En effet, il a parlé devant des juges et toute la crème de la cour suprême de justice. Il leur a dit : “Messieurs, mesdames, honorables juges, j’ai l’impression que nous sommes ici, en ce moment, à deux pôles extrêmes les uns des autres, vous et moi. Je m’explique : je reviens en ce moment de l’hôpital Bellinson, où j’ai rencontré des hommes qui, dans un geste totalement désintéressé et altruiste, ont donné une partie d’eux-mêmes, un de leur organe, pour sauver un autre homme, qu’ils ne connaissent pas. C’est un geste suprême de détachement et de dépassement de soi.

Vous, malheureusement, êtes toute la journée confrontés à la criminalité, à la délinquance, au vol et, pire, c'est-à-dire à l’égoïsme à son paroxysme, et vous pouvez peut-être en venir à croire que ce pays est rempli de mal. Et bien, c’est faux ! Moi, Avraham Yichayahou, simple juif, je peux déclarer devant vous, qu’au travers de mes rencontres quotidiennes avec des donneurs d’organe, j’ai le sentiment de me trouver parmi le Peuple élu. Ces hommes, par leur geste, nous élèvent et élèvent le peuple entier. Mon souhait est que toujours nous sachions voir le beau de notre peuple et prendre exemple sur lui !”

Pour tout parent, la perte d’un enfant est une des choses les plus douloureuses et dramatiques qu’on puisse concevoir. Comment trouvez-vous les forces de surmonter la douleur ?

Oui, en effet, c’est une chose terrible qu’un père doive accompagner son fils à sa dernière demeure, je ne le souhaite à personne. Mais ça ne fait aucun doute que c’est pour son bien et le bien de toute notre génération. Il faut savoir que D.ieu dirige le monde et qu’Il est suprêmement Bon, fait le Bien, peut engendrer le Bien à chaque instant et ce qu’Il fait est le meilleur qui puisse être pour tout le monde. Nous nous trouvons ici, dans cette vie, dans une séquence très courte de notre âme. Nous visitons ce monde 70, 80, 100 ans et nous ne pouvons pas comprendre pendant ce laps de temps si court, quelles sont les raisons des événements que nous vivons.

Votre fils parlait-il, avec des greffés non-religieux, de l’importance de la pratique des Mitsvot ?

..........

Exercices à faire:
(1) Dans le texte étudié, de quel hôpital l'orateur dit-il revenir quand il s'adresse aux juges ?
(2) Recopiez le passage du texte étudié qui commence par « Oui, en effet, c’est » et se termine par « que nous vivons. », en échangeant « terrible » contre « douloureuse ».
Vous n'aurez pas besoin du matériel placé après ce texte.

..........

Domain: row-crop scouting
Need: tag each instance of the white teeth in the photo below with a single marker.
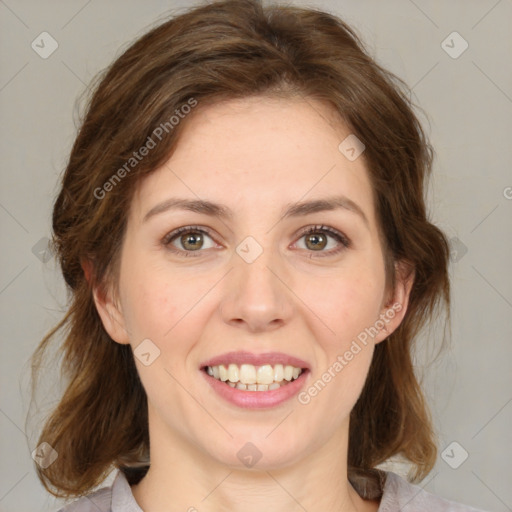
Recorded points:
(288, 372)
(278, 373)
(251, 378)
(223, 373)
(233, 373)
(248, 374)
(265, 374)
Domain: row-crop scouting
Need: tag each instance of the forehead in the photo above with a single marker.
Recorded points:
(259, 151)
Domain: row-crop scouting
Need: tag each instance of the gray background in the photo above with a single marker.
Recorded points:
(469, 104)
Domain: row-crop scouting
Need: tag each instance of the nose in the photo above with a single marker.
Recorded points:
(256, 296)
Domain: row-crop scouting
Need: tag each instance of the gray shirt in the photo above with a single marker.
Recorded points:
(395, 493)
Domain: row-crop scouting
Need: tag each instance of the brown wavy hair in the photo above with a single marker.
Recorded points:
(226, 50)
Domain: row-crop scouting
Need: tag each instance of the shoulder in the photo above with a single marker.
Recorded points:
(399, 494)
(97, 501)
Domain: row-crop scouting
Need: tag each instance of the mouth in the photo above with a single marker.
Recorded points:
(247, 377)
(255, 380)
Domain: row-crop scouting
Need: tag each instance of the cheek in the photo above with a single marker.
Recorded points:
(347, 303)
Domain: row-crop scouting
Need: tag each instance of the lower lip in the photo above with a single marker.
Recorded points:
(257, 399)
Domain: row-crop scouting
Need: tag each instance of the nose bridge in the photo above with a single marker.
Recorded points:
(256, 296)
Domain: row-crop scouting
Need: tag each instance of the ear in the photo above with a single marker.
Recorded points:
(395, 307)
(109, 309)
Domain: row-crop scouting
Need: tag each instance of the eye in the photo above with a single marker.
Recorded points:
(190, 238)
(316, 239)
(187, 240)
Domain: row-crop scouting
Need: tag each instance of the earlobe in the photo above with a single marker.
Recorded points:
(108, 308)
(393, 312)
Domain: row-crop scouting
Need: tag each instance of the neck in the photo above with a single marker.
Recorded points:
(184, 478)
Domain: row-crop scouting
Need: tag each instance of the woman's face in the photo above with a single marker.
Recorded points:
(244, 276)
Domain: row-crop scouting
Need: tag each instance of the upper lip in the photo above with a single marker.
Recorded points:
(244, 357)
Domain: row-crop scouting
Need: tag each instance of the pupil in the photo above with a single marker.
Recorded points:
(315, 239)
(195, 240)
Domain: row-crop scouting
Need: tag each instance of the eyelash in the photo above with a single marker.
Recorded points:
(343, 240)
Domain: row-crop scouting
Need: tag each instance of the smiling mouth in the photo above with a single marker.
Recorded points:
(247, 377)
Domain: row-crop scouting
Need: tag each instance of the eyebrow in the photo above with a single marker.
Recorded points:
(290, 210)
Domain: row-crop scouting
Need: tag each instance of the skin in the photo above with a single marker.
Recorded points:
(255, 156)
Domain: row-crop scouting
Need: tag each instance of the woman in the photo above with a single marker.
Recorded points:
(242, 226)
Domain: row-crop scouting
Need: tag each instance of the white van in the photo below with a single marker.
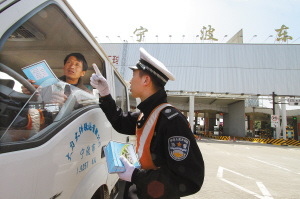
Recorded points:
(50, 150)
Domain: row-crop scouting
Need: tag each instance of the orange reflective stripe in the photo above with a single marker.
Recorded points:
(144, 137)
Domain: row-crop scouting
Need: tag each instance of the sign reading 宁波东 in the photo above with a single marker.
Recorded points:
(294, 101)
(274, 121)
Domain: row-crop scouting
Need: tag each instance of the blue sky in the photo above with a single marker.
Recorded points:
(115, 18)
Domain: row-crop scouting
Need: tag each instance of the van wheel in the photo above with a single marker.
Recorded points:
(101, 193)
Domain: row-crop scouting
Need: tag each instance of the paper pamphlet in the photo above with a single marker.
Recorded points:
(39, 72)
(114, 150)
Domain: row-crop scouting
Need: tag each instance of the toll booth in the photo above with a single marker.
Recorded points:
(289, 133)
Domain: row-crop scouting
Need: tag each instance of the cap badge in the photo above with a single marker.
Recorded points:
(168, 110)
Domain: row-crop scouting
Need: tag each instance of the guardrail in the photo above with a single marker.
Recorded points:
(280, 142)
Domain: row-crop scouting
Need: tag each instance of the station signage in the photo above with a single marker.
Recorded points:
(294, 101)
(274, 121)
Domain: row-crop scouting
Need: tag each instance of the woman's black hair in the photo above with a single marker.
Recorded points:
(79, 57)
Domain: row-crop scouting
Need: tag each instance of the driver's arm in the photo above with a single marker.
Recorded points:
(25, 90)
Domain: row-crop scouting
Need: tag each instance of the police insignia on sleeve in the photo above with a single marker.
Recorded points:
(178, 147)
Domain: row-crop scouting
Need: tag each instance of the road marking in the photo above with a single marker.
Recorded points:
(263, 189)
(270, 164)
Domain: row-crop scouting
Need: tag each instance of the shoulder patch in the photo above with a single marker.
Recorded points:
(170, 112)
(178, 147)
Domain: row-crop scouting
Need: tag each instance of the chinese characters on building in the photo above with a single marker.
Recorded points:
(207, 33)
(114, 59)
(139, 32)
(282, 34)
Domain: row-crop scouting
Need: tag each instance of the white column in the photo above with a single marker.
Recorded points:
(191, 112)
(277, 112)
(284, 119)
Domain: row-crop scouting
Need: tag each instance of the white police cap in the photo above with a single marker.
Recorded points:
(152, 65)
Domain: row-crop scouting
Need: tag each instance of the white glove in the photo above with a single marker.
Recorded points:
(99, 82)
(129, 168)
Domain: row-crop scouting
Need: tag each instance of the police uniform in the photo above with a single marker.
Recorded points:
(172, 164)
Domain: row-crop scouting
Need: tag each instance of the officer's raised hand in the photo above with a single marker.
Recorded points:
(129, 168)
(99, 82)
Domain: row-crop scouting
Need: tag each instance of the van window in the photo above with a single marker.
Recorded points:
(48, 35)
(121, 94)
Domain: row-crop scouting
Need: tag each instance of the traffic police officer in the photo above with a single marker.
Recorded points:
(172, 164)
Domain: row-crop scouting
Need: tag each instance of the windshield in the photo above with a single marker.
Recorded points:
(53, 101)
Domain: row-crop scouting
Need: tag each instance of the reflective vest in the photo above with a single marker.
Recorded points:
(144, 137)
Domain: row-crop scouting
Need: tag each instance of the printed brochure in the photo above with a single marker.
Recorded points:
(114, 150)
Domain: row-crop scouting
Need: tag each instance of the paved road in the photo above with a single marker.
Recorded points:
(242, 169)
(245, 169)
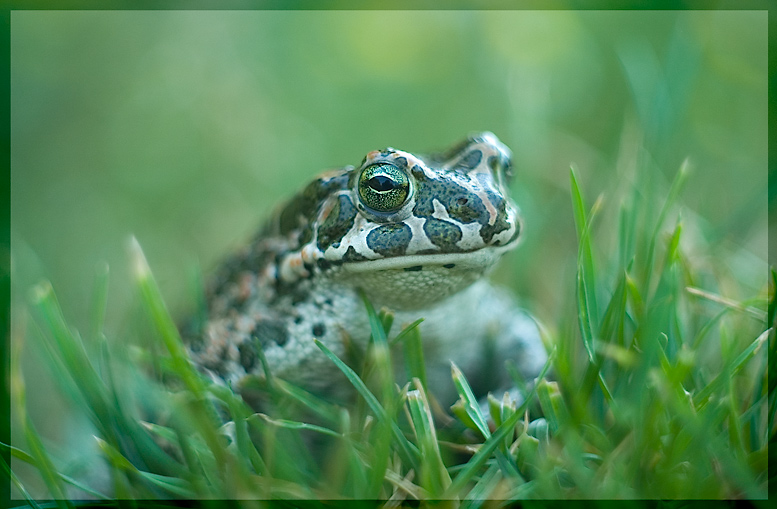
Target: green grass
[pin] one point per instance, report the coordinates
(657, 387)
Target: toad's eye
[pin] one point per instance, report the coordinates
(383, 187)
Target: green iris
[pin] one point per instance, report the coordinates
(383, 187)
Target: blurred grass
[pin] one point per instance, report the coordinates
(184, 128)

..........

Réponses dans l'ordre:
(1) De l'hôpital Bellinson.

(2)
Oui, en effet, c’est une chose douloureuse qu’un père doive accompagner son fils à sa dernière demeure, je ne le souhaite à personne. Mais ça ne fait aucun doute que c’est pour son bien et le bien de toute notre génération. Il faut savoir que D.ieu dirige le monde et qu’Il est suprêmement Bon, fait le Bien, peut engendrer le Bien à chaque instant et ce qu’Il fait est le meilleur qui puisse être pour tout le monde. Nous nous trouvons ici, dans cette vie, dans une séquence très courte de notre âme. Nous visitons ce monde 70, 80, 100 ans et nous ne pouvons pas comprendre pendant ce laps de temps si court, quelles sont les raisons des événements que nous vivons.